Point localization data:

===

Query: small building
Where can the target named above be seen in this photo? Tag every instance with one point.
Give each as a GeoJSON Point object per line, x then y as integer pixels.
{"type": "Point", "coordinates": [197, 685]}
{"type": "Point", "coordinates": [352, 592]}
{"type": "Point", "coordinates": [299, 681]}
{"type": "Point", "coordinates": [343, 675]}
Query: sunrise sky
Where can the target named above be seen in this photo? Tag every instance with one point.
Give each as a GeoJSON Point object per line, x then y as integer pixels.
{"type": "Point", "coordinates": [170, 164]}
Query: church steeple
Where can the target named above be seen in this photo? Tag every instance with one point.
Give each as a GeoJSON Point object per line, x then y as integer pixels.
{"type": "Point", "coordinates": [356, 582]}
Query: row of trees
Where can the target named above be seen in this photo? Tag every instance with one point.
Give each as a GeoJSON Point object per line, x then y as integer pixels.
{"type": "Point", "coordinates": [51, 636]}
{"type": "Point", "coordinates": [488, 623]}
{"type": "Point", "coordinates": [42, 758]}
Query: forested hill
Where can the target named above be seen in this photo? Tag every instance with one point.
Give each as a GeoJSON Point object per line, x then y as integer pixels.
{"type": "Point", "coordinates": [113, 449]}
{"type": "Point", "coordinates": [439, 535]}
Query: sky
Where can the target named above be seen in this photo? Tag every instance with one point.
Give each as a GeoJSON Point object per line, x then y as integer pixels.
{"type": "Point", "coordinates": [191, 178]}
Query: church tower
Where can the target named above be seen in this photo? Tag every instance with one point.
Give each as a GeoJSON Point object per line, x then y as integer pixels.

===

WHAT TO DO: The records above must each be restated exactly as they stand.

ANSWER SPACE:
Query: small building
Where can the target named above be seen in this photo? Tag every instance with one point.
Give each as a GeoJSON Point object per line, x then y as integer pixels.
{"type": "Point", "coordinates": [197, 685]}
{"type": "Point", "coordinates": [352, 592]}
{"type": "Point", "coordinates": [299, 681]}
{"type": "Point", "coordinates": [343, 675]}
Query: sunrise sky
Where can the target named above be seen in this photo? Tag every instance with one point.
Give each as a GeoJSON Point object per line, x then y as integer pixels.
{"type": "Point", "coordinates": [170, 164]}
Query: church steeple
Where can the target named above be seen in this photo? Tag every instance with one point.
Give each as a GeoJSON Point object per line, x then y as integer pixels.
{"type": "Point", "coordinates": [356, 582]}
Query: row of trees
Where can the target named above be seen in this photo? Tag every instance with one point.
Give each as a GeoJSON Point object per line, x then y as integer pixels.
{"type": "Point", "coordinates": [51, 636]}
{"type": "Point", "coordinates": [488, 623]}
{"type": "Point", "coordinates": [42, 758]}
Query: forested hill
Where can the target named above be seen in this photo? Tag every instance with one point.
Give each as a GeoJSON Point object per line, x then y as integer pixels.
{"type": "Point", "coordinates": [113, 449]}
{"type": "Point", "coordinates": [439, 535]}
Query: sky
Where can the target named above be seen in this photo? Tag every instance with one point.
Give each as a GeoJSON Point object per line, x then y as integer pixels.
{"type": "Point", "coordinates": [191, 178]}
Query: church tower
Where can the target named above be seen in this photo? Tag every instance with one point.
Give each as a GeoJSON Point object per line, x then y as integer pixels.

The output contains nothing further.